*** Opening of PAGE TEXT ***
FBI didn’t grab drug CEO’s coveted Wu-Tang Clan album

Ever since pharmaceutical executive Martin Shkreli was arrested by the FBI for securities fraud Thursday morning, a big question has been whether the feds seized the secret Wu-Tang Clan album he bought earlier this month.

The chorus of questions swelled so high that the FBI’s New York office felt it needed to say something. The agency tweeted that it did not get a seizure warrant as part of the arrest of the 32-year-old, “which means we didn’t seize the Wu-Tang Clan album.”

That doesn’t mean it can’t be seized later along with other assets, so the saga could continue.

The Wu-Tang Clan, a famed hip hop group that has been around for two decades, decided to release a single copy of its latest album called “Once Upon a Time in Shaolin.” The copy would be auctioned off and the owner could decide to do whatever he or she wanted with it.
*** Close of PAGE TEXT ***
WHAT THIS EXERCISE ASKS
1. List each distinct proper name that appears in the article about the FBI and the Wu-Tang Clan album, giving each name once.
2. Write the next paragraph of the article about the FBI and the Wu-Tang Clan album, picking up after its last sentence.
*** Opening of DATA EXTRACTS ***
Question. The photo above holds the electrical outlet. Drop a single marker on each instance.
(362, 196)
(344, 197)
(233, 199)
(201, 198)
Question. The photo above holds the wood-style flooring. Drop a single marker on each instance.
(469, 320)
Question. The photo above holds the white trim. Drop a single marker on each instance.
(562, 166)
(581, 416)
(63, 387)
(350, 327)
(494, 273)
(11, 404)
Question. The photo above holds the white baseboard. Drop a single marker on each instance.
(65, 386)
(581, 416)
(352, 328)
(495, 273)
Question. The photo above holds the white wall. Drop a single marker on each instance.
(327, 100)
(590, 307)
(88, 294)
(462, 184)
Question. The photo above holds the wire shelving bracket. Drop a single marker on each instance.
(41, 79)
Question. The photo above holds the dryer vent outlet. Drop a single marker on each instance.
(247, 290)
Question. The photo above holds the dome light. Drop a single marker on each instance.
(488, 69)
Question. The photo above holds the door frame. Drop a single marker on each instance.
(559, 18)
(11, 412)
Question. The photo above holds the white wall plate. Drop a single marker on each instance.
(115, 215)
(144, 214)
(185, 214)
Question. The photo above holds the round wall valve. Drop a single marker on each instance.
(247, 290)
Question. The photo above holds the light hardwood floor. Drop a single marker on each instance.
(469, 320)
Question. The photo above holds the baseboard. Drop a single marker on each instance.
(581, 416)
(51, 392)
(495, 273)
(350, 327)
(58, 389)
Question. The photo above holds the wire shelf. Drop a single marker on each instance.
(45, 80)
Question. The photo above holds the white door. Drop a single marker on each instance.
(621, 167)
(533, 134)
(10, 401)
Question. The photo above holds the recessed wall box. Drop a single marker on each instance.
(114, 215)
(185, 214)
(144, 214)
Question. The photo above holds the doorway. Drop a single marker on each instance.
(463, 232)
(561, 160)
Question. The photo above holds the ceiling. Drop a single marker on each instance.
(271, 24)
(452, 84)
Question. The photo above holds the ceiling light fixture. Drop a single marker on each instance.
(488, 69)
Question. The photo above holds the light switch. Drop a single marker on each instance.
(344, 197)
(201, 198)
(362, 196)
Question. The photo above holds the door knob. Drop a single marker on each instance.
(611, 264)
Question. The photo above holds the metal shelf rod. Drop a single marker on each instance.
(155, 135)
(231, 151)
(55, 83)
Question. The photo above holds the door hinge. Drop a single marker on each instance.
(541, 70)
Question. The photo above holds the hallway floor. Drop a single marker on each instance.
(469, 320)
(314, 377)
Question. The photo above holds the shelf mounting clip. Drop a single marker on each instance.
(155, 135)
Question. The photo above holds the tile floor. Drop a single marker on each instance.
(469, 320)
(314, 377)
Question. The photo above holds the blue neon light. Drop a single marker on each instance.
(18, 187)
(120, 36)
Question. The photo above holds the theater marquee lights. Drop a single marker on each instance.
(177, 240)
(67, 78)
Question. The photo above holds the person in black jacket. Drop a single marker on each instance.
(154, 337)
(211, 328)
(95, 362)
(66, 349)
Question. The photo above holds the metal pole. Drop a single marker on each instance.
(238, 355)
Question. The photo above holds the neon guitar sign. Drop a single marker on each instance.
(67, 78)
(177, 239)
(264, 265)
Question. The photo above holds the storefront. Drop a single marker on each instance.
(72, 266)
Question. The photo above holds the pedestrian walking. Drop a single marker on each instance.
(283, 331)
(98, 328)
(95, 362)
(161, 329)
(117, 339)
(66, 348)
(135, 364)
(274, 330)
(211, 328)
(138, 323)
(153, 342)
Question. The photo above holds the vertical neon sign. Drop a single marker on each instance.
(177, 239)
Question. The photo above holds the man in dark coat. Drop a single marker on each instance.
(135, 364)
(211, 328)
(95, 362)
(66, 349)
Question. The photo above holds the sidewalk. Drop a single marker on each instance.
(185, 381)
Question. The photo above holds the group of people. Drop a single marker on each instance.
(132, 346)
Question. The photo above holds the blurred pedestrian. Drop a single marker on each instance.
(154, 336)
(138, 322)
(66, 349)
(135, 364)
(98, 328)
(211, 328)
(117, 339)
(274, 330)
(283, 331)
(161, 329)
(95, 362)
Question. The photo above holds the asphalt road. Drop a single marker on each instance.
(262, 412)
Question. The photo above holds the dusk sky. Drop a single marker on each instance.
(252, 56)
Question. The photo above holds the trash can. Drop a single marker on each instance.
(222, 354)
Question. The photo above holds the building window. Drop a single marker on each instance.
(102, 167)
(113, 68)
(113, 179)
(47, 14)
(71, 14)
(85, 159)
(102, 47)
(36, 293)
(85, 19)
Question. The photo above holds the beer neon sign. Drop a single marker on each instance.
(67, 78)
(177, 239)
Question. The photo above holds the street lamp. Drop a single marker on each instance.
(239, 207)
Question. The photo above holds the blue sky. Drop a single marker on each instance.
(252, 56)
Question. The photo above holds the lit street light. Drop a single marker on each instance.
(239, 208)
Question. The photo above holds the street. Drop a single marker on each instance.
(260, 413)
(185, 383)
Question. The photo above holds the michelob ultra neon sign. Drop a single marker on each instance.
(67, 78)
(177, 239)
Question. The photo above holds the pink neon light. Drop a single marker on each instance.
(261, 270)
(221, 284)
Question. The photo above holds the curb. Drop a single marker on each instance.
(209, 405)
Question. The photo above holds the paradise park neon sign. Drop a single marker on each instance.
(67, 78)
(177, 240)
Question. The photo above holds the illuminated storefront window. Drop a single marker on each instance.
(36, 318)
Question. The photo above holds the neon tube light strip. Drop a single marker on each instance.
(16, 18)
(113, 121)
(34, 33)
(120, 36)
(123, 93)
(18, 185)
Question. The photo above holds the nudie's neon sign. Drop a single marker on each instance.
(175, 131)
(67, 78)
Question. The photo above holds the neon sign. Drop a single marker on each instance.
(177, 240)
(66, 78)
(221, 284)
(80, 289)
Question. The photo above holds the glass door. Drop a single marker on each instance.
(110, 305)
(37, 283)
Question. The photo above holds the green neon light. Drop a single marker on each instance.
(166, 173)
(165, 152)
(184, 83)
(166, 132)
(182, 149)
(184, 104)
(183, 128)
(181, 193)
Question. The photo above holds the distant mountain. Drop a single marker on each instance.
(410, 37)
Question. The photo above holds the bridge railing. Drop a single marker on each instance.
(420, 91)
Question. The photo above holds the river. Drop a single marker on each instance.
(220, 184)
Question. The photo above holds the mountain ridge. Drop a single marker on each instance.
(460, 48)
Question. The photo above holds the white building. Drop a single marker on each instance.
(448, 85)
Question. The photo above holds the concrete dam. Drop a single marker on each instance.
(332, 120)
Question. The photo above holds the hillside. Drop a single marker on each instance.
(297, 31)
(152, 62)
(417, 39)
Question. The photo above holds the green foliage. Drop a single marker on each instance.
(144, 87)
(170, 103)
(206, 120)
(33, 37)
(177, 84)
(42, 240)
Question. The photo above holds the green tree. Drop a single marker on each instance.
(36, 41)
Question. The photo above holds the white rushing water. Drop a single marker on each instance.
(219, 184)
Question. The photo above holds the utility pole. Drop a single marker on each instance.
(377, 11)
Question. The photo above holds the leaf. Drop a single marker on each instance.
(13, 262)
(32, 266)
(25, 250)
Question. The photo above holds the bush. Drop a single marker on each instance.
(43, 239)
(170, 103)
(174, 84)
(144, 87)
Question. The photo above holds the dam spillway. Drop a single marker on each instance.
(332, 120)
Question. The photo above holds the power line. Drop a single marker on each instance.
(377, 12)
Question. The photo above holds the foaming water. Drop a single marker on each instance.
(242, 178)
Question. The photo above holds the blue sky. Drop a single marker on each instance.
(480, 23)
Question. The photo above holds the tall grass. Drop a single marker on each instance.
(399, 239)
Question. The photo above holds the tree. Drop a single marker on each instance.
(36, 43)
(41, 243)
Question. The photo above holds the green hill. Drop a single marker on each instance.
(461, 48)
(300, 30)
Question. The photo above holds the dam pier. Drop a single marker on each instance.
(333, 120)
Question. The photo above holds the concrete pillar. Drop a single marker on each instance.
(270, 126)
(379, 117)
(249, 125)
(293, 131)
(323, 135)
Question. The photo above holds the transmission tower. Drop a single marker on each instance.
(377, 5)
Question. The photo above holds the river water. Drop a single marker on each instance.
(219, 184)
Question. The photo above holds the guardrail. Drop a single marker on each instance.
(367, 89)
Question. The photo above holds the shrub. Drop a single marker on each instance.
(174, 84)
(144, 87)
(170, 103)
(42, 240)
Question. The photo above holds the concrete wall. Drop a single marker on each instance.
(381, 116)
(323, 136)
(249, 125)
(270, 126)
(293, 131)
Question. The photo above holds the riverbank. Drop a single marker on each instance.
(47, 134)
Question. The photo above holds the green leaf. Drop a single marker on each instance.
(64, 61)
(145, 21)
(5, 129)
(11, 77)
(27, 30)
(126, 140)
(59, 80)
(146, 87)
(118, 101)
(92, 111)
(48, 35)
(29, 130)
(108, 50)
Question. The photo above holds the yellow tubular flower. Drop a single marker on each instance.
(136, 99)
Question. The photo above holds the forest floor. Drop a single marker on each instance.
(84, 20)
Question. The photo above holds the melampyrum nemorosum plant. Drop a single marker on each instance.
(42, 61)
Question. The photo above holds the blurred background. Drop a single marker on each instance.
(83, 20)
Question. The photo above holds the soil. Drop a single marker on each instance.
*** Close of DATA EXTRACTS ***
TASK-BY-TASK OUTPUTS
1.
FBI
Martin Shkreli
Wu-Tang Clan
New York
Once Upon a Time in Shaolin

2.
Shkreli reportedly paid $2 million for the album last week, an action that infuriated members of Congress who were already upset with Shkreli’s 5,000 percent price hike of a decades-old generic drug.

The executive hasn’t said specifically what he plans to do with the album, but has said on one of his several Twitter screeds that “within 10 years, more than half of all rap/hip-hop music will be made exclusively for me.”

Shkreli became a controversial figure after his company Turing Pharmaceuticals raised the price of anti-parasite drug Daraprim from $13.50 a pill to $750 in September. Shkreli has been adamant that he didn’t do anything wrong, saying that patients still have access to the drug and that if he could go back he would have raised the price higher.

The move angered members of Congress who have been arguing for stricter controls on drug prices.

During a Senate hearing last week on high prices, Sen. Claire McCaskill, D-Mo., called Shkreli “Mr Wu-Tang,” blasting the CEO for the extravagant purchase.